What you should do
Write out the entries, please, from the line containing "Target: blue nail polish" through their final line, exactly and with nothing else.

The input

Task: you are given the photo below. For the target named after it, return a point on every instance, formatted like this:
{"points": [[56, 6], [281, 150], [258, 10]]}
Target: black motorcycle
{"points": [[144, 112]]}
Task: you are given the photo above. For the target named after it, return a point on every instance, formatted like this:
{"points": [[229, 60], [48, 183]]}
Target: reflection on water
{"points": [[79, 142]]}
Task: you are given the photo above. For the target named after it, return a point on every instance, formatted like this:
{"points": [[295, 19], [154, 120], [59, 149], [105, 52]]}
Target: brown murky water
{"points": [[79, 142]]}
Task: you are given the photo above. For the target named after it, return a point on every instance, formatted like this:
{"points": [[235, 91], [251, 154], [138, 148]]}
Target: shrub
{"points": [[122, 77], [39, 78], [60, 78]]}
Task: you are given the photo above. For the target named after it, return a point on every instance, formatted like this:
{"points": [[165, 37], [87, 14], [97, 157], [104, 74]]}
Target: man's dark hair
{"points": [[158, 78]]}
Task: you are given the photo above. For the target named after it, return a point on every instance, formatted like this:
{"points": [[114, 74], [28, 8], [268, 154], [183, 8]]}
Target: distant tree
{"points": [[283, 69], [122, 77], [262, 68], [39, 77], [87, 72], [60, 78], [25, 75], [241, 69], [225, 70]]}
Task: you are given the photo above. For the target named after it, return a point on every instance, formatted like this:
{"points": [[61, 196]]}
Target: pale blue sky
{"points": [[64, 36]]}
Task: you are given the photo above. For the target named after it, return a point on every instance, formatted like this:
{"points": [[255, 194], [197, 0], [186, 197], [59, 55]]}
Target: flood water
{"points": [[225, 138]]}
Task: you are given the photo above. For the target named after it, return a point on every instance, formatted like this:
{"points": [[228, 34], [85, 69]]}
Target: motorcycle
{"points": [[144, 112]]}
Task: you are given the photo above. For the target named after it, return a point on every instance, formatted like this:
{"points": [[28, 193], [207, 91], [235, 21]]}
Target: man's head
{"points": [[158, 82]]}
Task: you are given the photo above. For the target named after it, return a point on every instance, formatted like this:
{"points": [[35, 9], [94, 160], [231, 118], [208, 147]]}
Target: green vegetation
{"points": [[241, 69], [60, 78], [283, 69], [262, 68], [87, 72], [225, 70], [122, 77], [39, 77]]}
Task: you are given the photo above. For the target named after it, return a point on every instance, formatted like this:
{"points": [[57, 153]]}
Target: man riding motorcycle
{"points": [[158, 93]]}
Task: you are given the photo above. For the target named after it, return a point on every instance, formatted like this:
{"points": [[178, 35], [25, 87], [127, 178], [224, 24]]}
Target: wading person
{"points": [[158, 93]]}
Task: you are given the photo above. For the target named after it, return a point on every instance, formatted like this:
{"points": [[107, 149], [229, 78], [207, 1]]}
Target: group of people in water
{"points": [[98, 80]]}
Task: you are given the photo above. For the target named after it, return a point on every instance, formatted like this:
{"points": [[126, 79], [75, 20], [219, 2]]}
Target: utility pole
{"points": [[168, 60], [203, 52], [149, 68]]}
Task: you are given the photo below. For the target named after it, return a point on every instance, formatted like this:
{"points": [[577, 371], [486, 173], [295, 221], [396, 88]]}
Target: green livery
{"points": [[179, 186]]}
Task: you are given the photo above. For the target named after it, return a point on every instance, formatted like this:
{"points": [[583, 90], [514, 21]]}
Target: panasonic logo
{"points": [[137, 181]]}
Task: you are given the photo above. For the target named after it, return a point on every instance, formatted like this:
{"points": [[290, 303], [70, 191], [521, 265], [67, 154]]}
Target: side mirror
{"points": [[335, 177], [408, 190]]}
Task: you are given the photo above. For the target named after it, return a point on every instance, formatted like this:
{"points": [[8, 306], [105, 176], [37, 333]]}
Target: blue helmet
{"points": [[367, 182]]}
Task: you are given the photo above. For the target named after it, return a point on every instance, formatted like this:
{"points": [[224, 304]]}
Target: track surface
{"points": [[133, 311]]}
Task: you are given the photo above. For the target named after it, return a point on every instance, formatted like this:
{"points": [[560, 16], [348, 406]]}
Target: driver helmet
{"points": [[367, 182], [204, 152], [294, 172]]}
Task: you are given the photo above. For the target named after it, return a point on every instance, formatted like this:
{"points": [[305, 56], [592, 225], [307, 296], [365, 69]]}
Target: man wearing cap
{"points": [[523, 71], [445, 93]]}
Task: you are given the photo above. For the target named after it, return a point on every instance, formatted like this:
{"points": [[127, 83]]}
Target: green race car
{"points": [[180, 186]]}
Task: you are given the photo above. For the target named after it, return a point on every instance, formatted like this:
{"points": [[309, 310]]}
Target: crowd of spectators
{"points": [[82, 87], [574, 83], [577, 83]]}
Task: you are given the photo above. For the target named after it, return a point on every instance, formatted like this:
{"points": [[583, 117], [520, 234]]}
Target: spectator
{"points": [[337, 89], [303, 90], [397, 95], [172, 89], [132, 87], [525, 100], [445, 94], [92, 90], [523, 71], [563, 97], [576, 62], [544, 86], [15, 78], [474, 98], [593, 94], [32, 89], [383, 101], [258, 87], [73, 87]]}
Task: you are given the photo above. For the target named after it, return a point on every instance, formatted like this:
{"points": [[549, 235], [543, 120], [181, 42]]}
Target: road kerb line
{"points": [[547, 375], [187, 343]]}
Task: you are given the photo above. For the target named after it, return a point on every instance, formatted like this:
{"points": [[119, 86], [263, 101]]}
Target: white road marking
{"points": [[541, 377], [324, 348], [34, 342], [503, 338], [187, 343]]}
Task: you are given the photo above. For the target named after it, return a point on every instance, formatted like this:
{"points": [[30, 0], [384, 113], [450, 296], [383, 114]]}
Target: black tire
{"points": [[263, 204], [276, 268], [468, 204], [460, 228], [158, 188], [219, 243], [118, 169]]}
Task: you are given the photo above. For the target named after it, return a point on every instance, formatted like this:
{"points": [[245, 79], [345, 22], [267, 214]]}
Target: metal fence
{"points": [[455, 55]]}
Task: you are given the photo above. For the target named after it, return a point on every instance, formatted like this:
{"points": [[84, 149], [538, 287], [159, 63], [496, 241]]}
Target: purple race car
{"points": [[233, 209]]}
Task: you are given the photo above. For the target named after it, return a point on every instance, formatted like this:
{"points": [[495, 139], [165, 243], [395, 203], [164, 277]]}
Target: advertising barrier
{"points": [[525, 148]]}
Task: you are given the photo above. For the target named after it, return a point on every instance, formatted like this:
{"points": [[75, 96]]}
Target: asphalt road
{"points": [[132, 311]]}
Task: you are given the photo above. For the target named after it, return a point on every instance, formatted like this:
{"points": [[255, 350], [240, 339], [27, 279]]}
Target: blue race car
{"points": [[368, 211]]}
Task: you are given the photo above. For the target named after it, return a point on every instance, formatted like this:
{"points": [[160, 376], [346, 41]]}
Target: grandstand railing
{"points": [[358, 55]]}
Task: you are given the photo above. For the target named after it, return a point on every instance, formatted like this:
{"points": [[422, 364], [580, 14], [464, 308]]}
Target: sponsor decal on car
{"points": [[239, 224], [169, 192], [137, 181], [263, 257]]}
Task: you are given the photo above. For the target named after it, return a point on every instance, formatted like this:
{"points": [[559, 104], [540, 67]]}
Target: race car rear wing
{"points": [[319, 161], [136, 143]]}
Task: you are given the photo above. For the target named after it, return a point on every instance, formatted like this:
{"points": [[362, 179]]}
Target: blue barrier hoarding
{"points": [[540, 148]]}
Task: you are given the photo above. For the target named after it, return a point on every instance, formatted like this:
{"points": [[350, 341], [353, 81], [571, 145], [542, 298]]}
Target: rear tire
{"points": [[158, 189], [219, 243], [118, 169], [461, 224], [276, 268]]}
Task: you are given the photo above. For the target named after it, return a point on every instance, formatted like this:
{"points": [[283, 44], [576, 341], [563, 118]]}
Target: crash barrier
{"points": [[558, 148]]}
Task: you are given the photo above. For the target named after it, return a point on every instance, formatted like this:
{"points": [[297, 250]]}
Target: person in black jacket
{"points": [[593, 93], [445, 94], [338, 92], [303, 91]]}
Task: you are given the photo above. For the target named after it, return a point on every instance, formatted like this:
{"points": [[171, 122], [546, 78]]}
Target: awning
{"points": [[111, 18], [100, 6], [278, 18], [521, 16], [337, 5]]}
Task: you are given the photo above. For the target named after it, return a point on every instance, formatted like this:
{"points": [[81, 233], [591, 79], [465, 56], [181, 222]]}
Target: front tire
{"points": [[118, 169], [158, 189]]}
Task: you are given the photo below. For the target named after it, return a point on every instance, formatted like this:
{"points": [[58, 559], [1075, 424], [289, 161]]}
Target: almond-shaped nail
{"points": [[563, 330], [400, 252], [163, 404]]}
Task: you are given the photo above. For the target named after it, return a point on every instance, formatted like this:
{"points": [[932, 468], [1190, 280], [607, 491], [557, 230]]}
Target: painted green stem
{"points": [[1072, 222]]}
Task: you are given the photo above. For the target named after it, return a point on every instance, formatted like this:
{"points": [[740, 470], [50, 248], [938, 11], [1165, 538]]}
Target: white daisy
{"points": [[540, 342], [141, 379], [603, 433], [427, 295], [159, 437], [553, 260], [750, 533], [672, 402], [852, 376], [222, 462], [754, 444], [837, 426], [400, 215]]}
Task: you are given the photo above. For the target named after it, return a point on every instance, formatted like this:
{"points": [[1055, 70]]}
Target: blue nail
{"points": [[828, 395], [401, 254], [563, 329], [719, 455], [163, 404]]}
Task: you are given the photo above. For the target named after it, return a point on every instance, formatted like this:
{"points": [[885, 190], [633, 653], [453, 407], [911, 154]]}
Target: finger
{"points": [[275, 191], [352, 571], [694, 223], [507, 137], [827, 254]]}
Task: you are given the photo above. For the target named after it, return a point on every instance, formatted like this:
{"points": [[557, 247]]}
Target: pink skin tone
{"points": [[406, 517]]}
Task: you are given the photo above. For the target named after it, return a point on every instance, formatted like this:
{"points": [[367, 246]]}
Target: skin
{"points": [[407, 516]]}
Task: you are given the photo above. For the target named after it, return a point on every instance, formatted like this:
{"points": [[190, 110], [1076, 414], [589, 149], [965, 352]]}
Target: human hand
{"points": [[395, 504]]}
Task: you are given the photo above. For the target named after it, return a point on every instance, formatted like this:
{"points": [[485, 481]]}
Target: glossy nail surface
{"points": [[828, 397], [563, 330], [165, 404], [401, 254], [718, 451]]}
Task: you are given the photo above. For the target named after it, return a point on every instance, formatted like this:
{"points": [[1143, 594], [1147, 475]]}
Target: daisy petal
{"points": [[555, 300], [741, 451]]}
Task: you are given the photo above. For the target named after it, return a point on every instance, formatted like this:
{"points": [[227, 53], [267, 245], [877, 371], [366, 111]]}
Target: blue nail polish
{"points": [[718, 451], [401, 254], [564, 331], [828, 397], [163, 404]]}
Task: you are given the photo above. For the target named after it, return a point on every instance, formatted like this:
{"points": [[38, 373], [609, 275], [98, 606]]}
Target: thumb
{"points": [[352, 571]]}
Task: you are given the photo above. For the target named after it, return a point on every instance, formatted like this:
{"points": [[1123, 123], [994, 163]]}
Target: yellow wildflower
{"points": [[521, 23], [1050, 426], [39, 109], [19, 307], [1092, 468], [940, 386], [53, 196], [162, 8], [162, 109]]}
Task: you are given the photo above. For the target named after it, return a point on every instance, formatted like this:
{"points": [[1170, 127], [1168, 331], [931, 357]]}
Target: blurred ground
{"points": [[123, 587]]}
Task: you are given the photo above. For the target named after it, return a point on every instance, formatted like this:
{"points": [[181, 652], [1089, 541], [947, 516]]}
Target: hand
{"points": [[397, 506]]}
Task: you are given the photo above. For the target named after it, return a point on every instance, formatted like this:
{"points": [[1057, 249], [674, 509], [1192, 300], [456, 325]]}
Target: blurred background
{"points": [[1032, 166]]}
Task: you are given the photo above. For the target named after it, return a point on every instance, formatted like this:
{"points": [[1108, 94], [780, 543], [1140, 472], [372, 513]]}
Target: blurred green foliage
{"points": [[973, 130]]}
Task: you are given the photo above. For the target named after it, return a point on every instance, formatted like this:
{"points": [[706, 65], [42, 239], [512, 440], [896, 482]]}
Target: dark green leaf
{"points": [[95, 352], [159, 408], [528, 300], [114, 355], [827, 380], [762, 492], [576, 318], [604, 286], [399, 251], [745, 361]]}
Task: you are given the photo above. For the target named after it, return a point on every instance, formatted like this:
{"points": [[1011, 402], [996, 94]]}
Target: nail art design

Completed exercise
Target: blue nail polish
{"points": [[718, 451], [401, 254], [564, 331], [828, 397], [163, 404]]}
Task: you are given the photo above. For the target named after it, return a point on every instance, formatted like this:
{"points": [[38, 373], [609, 275], [98, 606]]}
Target: thumb
{"points": [[352, 571]]}
Task: you are given the photo above. For the target named after it, return a point on every instance, formatted like this:
{"points": [[1123, 123], [994, 163]]}
Target: yellow wildflower
{"points": [[521, 23], [1050, 426], [39, 109], [19, 307], [1092, 468], [940, 386], [53, 196], [162, 8], [162, 109]]}
Task: you are given the photo above. For the target named after it, return a point on every instance, formatted like this:
{"points": [[1170, 127], [1168, 331], [931, 357]]}
Target: blurred ground
{"points": [[123, 587]]}
Task: you are given the photo above. For the target named after it, return a point on every instance, formatted like this:
{"points": [[181, 652], [1089, 541], [947, 516]]}
Target: hand
{"points": [[397, 506]]}
Task: you are given the photo above. For the target named after it, return a point on every instance, formatted like this:
{"points": [[1057, 249], [674, 509], [1192, 300], [456, 325]]}
Target: blurred background
{"points": [[1032, 166]]}
Task: you are given the photo above. For the target named after it, return a point on every instance, formatted like this:
{"points": [[1108, 94], [780, 543], [1140, 472], [372, 513]]}
Target: blurred green foliage
{"points": [[973, 130]]}
Task: you are given the photo above. For the target named after it, return a point on every instance, formatted like this:
{"points": [[706, 65], [42, 239], [512, 440], [896, 482]]}
Target: dark green leaf
{"points": [[95, 352], [159, 408], [528, 300], [114, 355], [827, 380], [762, 492], [576, 318], [604, 286], [399, 251], [745, 361]]}
Task: you are given the photo above. For the target named after it, return a point on every instance, formatted like this:
{"points": [[1011, 402], [996, 94]]}
Target: nail art design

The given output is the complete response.